■ **Aim of the exercise**
What is needed is a copy of each line in the listing that contains "exact".

■ **Information supplied**

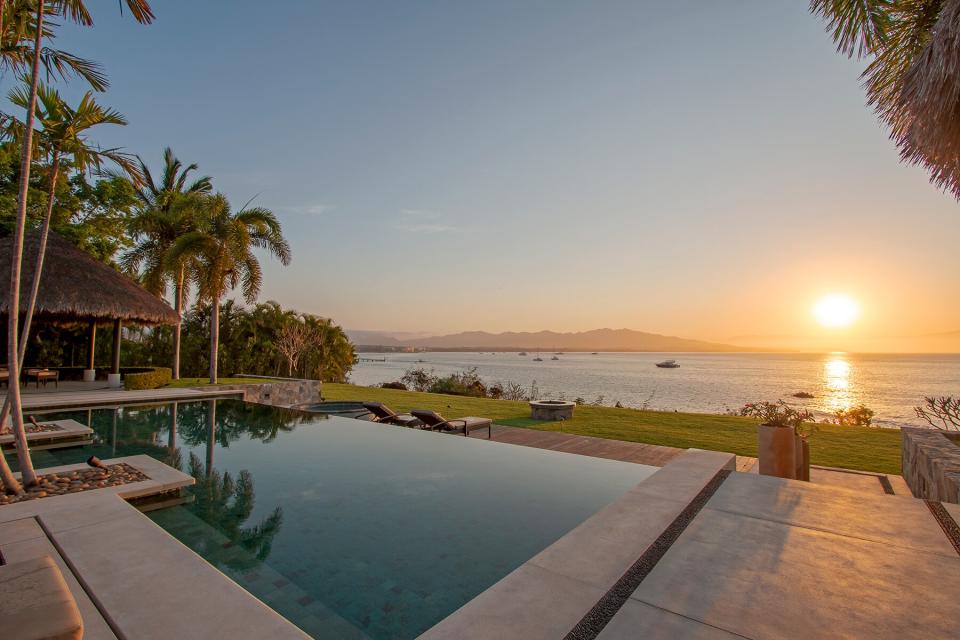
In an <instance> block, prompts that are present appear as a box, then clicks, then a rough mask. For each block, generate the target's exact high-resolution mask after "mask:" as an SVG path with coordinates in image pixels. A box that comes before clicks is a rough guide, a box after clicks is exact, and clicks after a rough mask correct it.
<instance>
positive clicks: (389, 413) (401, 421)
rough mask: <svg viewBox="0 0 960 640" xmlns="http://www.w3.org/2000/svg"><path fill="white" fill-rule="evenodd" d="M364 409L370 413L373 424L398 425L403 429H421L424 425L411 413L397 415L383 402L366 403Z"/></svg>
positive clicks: (395, 413)
mask: <svg viewBox="0 0 960 640" xmlns="http://www.w3.org/2000/svg"><path fill="white" fill-rule="evenodd" d="M363 408H364V409H366V410H367V411H369V412H370V415H371V416H372V417H373V422H382V423H384V424H396V425H400V426H401V427H419V426H421V425H422V424H423V423H422V422H421V421H420V420H419V419H418V418H415V417H413V416H412V415H410V414H409V413H397V412H396V411H394V410H393V409H391V408H390V407H388V406H387V405H385V404H383V403H382V402H364V403H363Z"/></svg>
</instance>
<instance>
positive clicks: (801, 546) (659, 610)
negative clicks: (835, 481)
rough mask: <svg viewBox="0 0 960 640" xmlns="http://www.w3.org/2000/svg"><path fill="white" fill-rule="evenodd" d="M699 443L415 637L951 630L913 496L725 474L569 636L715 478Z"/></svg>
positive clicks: (951, 514) (952, 631)
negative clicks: (648, 568)
mask: <svg viewBox="0 0 960 640" xmlns="http://www.w3.org/2000/svg"><path fill="white" fill-rule="evenodd" d="M706 453H708V452H689V453H687V454H685V455H684V456H681V457H679V458H677V459H676V460H675V461H673V462H671V463H669V464H668V465H667V466H665V467H664V468H663V469H661V470H660V471H659V472H657V473H656V474H654V475H653V476H651V477H650V478H649V479H648V480H646V481H644V482H642V483H641V484H639V485H638V486H637V487H636V488H635V489H634V490H632V491H631V492H630V493H629V494H628V495H627V496H625V497H624V498H623V499H621V500H620V501H618V502H616V503H614V504H613V505H611V506H610V507H608V508H607V509H605V510H603V511H601V512H600V513H598V514H596V515H595V516H594V517H592V518H590V519H589V520H587V521H586V522H585V523H583V524H582V525H581V526H580V527H578V528H577V529H574V530H573V531H572V532H570V533H569V534H568V535H567V536H565V537H563V538H561V539H560V540H559V541H558V542H557V543H555V544H554V545H553V546H551V547H549V548H548V549H546V550H545V551H544V552H542V553H541V554H539V555H538V556H537V557H536V558H534V559H532V560H530V561H529V562H528V563H527V564H525V565H523V567H521V568H520V569H518V570H517V571H515V572H514V573H512V574H510V575H508V576H507V577H506V578H504V579H503V580H501V581H500V582H498V583H497V584H496V585H494V586H493V587H491V588H490V589H489V590H488V591H486V592H484V593H483V594H481V595H480V596H478V597H477V598H476V599H474V600H473V601H471V602H470V603H468V604H467V605H466V606H464V607H463V608H462V609H460V610H458V611H457V612H454V614H452V615H451V616H450V617H448V618H447V619H446V620H444V621H442V622H441V623H440V624H438V625H437V626H435V627H434V628H433V629H431V630H430V631H428V632H427V633H426V634H424V636H423V637H425V638H428V639H431V640H432V639H437V638H467V639H469V638H490V637H495V638H498V640H509V639H511V638H517V639H518V640H519V639H520V638H523V639H530V638H543V639H548V638H557V639H560V638H567V639H569V640H574V639H577V640H579V639H580V638H595V637H599V638H601V639H603V640H620V639H626V638H640V637H642V638H670V639H673V638H695V639H698V638H705V639H714V638H717V639H726V638H753V639H757V640H760V639H768V638H769V639H780V638H804V639H806V638H818V639H819V638H827V639H829V638H837V639H839V638H871V639H874V638H876V639H885V638H890V639H902V638H924V639H927V638H948V637H958V631H957V622H956V621H957V620H960V601H958V600H957V598H956V593H958V590H960V554H958V551H957V550H956V549H955V548H954V547H953V545H952V544H951V541H950V539H949V538H948V537H947V535H946V534H945V532H944V530H943V528H941V526H940V524H939V523H938V522H937V520H936V519H935V518H934V517H933V515H932V514H931V512H930V510H929V509H928V508H927V505H926V504H925V503H924V502H923V501H922V500H917V499H914V498H912V497H906V496H901V495H889V494H888V493H887V492H877V491H874V490H872V489H870V487H873V486H874V483H875V482H876V484H877V485H879V484H880V483H879V482H878V481H877V480H876V477H875V475H874V476H873V477H868V478H853V479H851V478H844V480H845V481H848V483H849V486H840V485H839V484H826V485H825V484H817V483H806V482H797V481H793V480H782V479H779V478H771V477H767V476H759V475H756V474H751V473H732V474H730V475H729V476H727V477H726V479H725V480H723V482H722V484H720V486H719V488H718V489H716V491H715V493H713V495H712V496H711V497H710V498H709V500H708V501H707V502H706V503H705V505H704V507H703V508H702V509H701V510H700V511H699V512H698V513H696V515H695V516H694V517H693V518H692V520H690V522H689V524H687V525H686V526H685V528H682V533H680V534H679V537H676V538H675V541H673V542H672V545H671V546H669V549H668V550H667V551H666V553H665V554H663V556H662V557H661V558H659V560H658V561H656V563H655V564H654V566H653V568H652V570H650V571H649V573H648V574H646V575H645V576H644V577H642V579H641V580H640V582H639V584H638V585H635V586H634V585H630V589H629V590H628V591H627V592H626V596H625V597H623V598H621V601H616V605H615V606H613V607H612V611H610V612H608V613H609V614H610V615H609V616H608V618H603V619H602V620H603V624H602V625H601V626H600V628H599V629H594V632H593V633H586V634H583V633H581V631H582V629H583V628H584V625H583V621H585V620H588V619H590V618H589V615H591V614H590V612H593V613H596V607H597V605H598V604H599V603H601V602H608V601H609V600H610V597H611V594H615V593H617V592H618V591H623V588H624V585H625V584H627V583H625V582H624V580H625V578H627V577H628V576H629V575H630V571H631V570H632V567H635V566H636V565H635V563H636V562H638V559H641V558H642V556H643V555H645V554H646V553H648V552H649V548H650V547H652V546H655V542H654V541H656V540H661V539H662V537H663V536H664V535H665V534H666V533H667V532H668V531H669V530H671V529H675V528H676V527H677V526H678V525H677V523H678V521H679V520H678V519H677V518H676V514H677V513H678V512H679V507H680V506H682V505H686V504H688V503H689V502H690V501H691V500H693V497H694V496H696V495H698V493H699V492H701V491H702V489H703V487H704V483H705V481H706V480H707V478H708V477H712V476H713V474H714V473H715V471H716V466H715V465H716V462H715V461H711V460H710V459H709V458H707V457H703V454H706ZM713 455H720V454H713ZM731 458H732V456H731ZM728 464H729V465H730V467H732V466H733V461H732V460H731V461H730V462H729V463H728ZM730 467H728V468H730ZM825 471H827V472H828V473H837V472H832V471H830V470H825ZM866 475H867V476H871V474H866ZM828 477H829V476H828ZM863 483H866V484H865V485H864V484H863ZM671 505H674V506H672V507H671ZM944 508H945V511H946V513H947V514H949V516H951V517H952V518H954V519H956V518H958V517H960V507H957V506H956V505H951V504H945V505H944ZM645 549H646V550H647V551H644V550H645ZM588 630H589V629H588Z"/></svg>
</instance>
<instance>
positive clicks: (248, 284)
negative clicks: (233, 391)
mask: <svg viewBox="0 0 960 640" xmlns="http://www.w3.org/2000/svg"><path fill="white" fill-rule="evenodd" d="M191 199H194V200H196V201H197V210H198V211H199V212H200V218H199V221H198V222H199V228H198V230H197V231H193V232H191V233H188V234H185V235H183V236H181V237H180V238H178V239H177V241H176V242H175V243H174V244H173V246H172V247H171V248H170V252H169V254H168V261H169V263H170V264H176V263H177V262H178V261H180V260H185V259H194V260H196V261H197V262H198V263H199V267H200V268H199V269H198V270H197V273H196V275H195V281H196V285H197V297H198V300H199V301H208V302H210V306H211V310H210V384H216V383H217V355H218V350H219V344H220V342H219V340H220V300H222V299H223V297H224V296H225V295H226V294H227V293H229V292H230V291H232V290H233V289H236V288H237V287H239V288H240V292H241V294H242V295H243V297H244V299H245V300H246V301H247V302H248V303H252V302H253V301H254V300H256V298H257V295H258V294H259V293H260V285H261V283H262V280H263V272H262V269H261V267H260V261H259V260H258V259H257V257H256V256H255V255H254V249H265V250H267V251H268V252H269V253H270V254H272V255H273V256H275V257H277V258H279V260H280V261H281V262H282V263H283V264H285V265H286V264H290V246H289V245H288V244H287V241H286V239H284V237H283V231H282V229H281V228H280V222H279V221H278V220H277V217H276V216H275V215H274V214H273V212H271V211H269V210H267V209H264V208H262V207H254V208H251V209H244V210H242V211H238V212H236V213H234V212H232V211H231V210H230V202H229V201H228V200H227V199H226V197H224V196H223V195H221V194H216V195H213V196H195V197H193V198H191Z"/></svg>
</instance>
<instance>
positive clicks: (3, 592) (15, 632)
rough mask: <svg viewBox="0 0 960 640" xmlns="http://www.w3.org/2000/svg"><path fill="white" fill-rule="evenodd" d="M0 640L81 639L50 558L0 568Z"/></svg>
mask: <svg viewBox="0 0 960 640" xmlns="http://www.w3.org/2000/svg"><path fill="white" fill-rule="evenodd" d="M0 638H17V639H18V640H79V639H80V638H83V619H82V618H81V617H80V611H79V609H77V603H76V601H75V600H74V599H73V594H71V593H70V588H69V587H68V586H67V583H66V581H64V579H63V575H62V574H61V573H60V569H59V568H58V567H57V565H56V563H55V562H54V561H53V559H52V558H50V556H43V557H42V558H34V559H32V560H25V561H23V562H15V563H12V564H7V565H3V566H0Z"/></svg>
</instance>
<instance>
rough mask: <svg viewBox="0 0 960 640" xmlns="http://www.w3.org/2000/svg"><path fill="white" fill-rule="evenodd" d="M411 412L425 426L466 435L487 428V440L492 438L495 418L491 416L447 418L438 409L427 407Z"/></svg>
mask: <svg viewBox="0 0 960 640" xmlns="http://www.w3.org/2000/svg"><path fill="white" fill-rule="evenodd" d="M410 413H412V414H413V415H414V416H416V417H417V418H420V420H422V421H423V424H424V425H426V426H425V427H424V428H426V429H431V430H433V431H450V432H457V433H460V432H462V433H463V435H464V436H466V435H469V433H470V432H471V431H474V430H476V429H484V428H485V429H486V430H487V440H489V439H490V438H491V436H492V433H493V420H491V419H490V418H476V417H474V416H467V417H466V418H456V419H455V420H447V419H446V418H444V417H443V416H441V415H440V414H439V413H437V412H436V411H429V410H426V409H414V410H413V411H411V412H410Z"/></svg>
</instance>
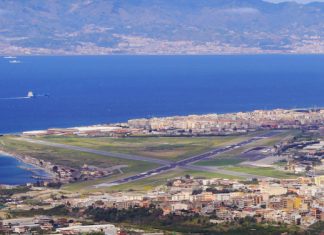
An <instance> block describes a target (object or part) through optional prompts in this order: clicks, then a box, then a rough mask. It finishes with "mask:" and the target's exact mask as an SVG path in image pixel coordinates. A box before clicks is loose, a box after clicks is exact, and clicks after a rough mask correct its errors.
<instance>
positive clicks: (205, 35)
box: [0, 0, 324, 55]
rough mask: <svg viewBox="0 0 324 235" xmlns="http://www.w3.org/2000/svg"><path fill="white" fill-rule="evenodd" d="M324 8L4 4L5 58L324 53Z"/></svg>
mask: <svg viewBox="0 0 324 235" xmlns="http://www.w3.org/2000/svg"><path fill="white" fill-rule="evenodd" d="M323 36H324V3H309V4H297V3H295V2H284V3H279V4H274V3H270V2H266V1H261V0H83V1H81V0H68V1H65V0H47V1H43V0H29V1H23V0H22V1H12V0H2V1H0V54H2V55H17V54H19V55H20V54H51V55H52V54H59V55H61V54H71V55H73V54H259V53H324V38H323Z"/></svg>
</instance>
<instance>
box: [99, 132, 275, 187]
mask: <svg viewBox="0 0 324 235" xmlns="http://www.w3.org/2000/svg"><path fill="white" fill-rule="evenodd" d="M278 133H281V132H277V131H271V132H267V133H265V134H263V135H260V136H257V137H253V138H251V139H248V140H245V141H242V142H240V143H237V144H232V145H229V146H226V147H221V148H217V149H214V150H211V151H209V152H207V153H203V154H199V155H196V156H193V157H190V158H187V159H184V160H181V161H178V162H174V163H171V164H169V165H166V166H161V167H159V168H156V169H152V170H149V171H146V172H143V173H140V174H137V175H133V176H129V177H126V178H123V179H119V180H115V181H113V182H110V183H103V184H98V185H96V186H95V187H107V186H113V185H119V184H124V183H130V182H133V181H137V180H140V179H144V178H148V177H150V176H154V175H157V174H162V173H165V172H167V171H170V170H173V169H175V168H179V167H180V168H185V169H191V170H203V171H210V172H218V173H221V174H226V175H234V176H239V177H244V178H266V177H263V176H258V175H251V174H245V173H241V172H236V171H229V170H224V169H217V170H215V169H214V171H212V170H211V169H210V168H208V169H207V168H204V167H199V166H197V167H196V166H192V165H191V164H193V163H195V162H198V161H201V160H204V159H207V158H210V157H211V156H215V155H218V154H221V153H224V152H227V151H230V150H233V149H235V148H240V147H242V146H244V145H247V144H250V143H253V142H255V141H258V140H261V139H264V138H268V137H271V136H274V135H277V134H278ZM198 168H199V169H198Z"/></svg>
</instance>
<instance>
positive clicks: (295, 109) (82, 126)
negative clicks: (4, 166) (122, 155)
mask: <svg viewBox="0 0 324 235" xmlns="http://www.w3.org/2000/svg"><path fill="white" fill-rule="evenodd" d="M277 109H279V110H287V111H295V110H312V109H320V110H323V109H324V106H323V107H322V106H321V107H299V108H282V107H277V108H269V109H266V108H263V109H251V110H245V111H242V112H243V113H248V112H255V111H258V110H261V111H272V110H277ZM240 112H241V111H235V112H206V113H189V114H176V115H171V116H169V115H166V116H164V115H160V116H159V115H158V116H154V117H153V116H152V117H135V118H130V119H127V120H124V121H122V120H121V121H116V122H98V123H89V124H75V125H66V126H65V125H63V126H56V127H44V128H35V129H25V130H20V131H13V132H1V133H0V137H1V136H6V135H22V134H23V133H24V132H34V131H46V130H48V129H71V128H79V127H89V126H98V125H99V126H100V125H115V124H119V123H127V122H128V121H131V120H136V119H150V118H171V117H186V116H192V115H197V116H203V115H214V114H217V115H224V114H236V113H240ZM0 152H1V149H0Z"/></svg>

■ **Response below**
In an <instance> block, prompts that are present appear as a box, then clicks, then a rough mask. For each block, generate the target's exact high-resolution mask after "mask:" as an SVG path with coordinates in image pixels. A box that comes before clicks is a rough guide, a box after clicks is exact, and clicks after a rough mask correct it.
An <instance> block describes a target (object or part) through optional prompts in this order: clicks, then a box, then a rough mask. It finishes with "mask:" and the target's exact mask as an SVG path in image pixel coordinates. A box before clicks is loose, a box after clicks is exact, and clicks after a rough mask correct its errors.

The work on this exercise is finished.